| PROVIDED TEXT |
I picked up my XTR arms off of craigslist for $50 with worn out rings (that I wasn't going to use anyway), and another set from a bud with BB and Jericho SufferRing for $100. I'm looking for another set of 180mms with a spider (4x104mm or 5x94mm) for my other geared bike, if anybody has a line on them. 

I would love to get some Middleburns, but square or ISIS? I've had flex issues with my other square taper cranks, and reliability issues with ISIS. Unless somebody can show me an ISIS BB that can last a few years, I'm going to stay away. Otherwise, I would be all over a set of RS7s.

I ran square taper on my geared bike for a while recently, and with an XT square BB, it flexed enough to rub the front derailleur with the big ring when hammering out of the saddle. Drove me nuts.

| DATASET CONTENT |

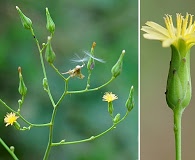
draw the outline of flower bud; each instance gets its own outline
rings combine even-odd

| TASKS TO CARRY OUT |
1. Retype the section of the crank post starting with "I picked up" and going on through "set of RS7s.".
2. Write the next part of the forum post about bicycle cranks, picking up right after its final sentence.

| RESPONSES PER TASK |
1.
I picked up my XTR arms off of craigslist for $50 with worn out rings (that I wasn't going to use anyway), and another set from a bud with BB and Jericho SufferRing for $100. I'm looking for another set of 180mms with a spider (4x104mm or 5x94mm) for my other geared bike, if anybody has a line on them. 

I would love to get some Middleburns, but square or ISIS? I've had flex issues with my other square taper cranks, and reliability issues with ISIS. Unless somebody can show me an ISIS BB that can last a few years, I'm going to stay away. Otherwise, I would be all over a set of RS7s.

2.
That said, the sexiest setup I have seen in a while was a set of new XTRs, mirror polished silver. OMG, that was purdy.


----------



## Sizzler (Sep 24, 2009)

Sheepo5669 said:


> my Pinto is acting up again.


Did you sell the Golf with the hood painting? http://www.theonion.com/articles/i-customized-my-wheels,16313/ :lol:


----------



## ISuckAtRiding (Jul 7, 2006)

pimpbot said:


> Gonna say M952 180mm XTRs with a Homebrew Components spiderless ring. I LOVE this setup. I would take it out in back of the school and get it pregnant if I could.
> 
> I picked up my XTR arms off of craigslist for $50 with worn out rings (that I wasn't going to use anyway), and another set from a bud with BB and Jericho SufferRing for $100. I'm looking for another set of 180mms with a spider (4x104mm or 5x94mm) for my other geared bike, if anybody has a line on them.
> 
> ...


thanks for the plugs everyone!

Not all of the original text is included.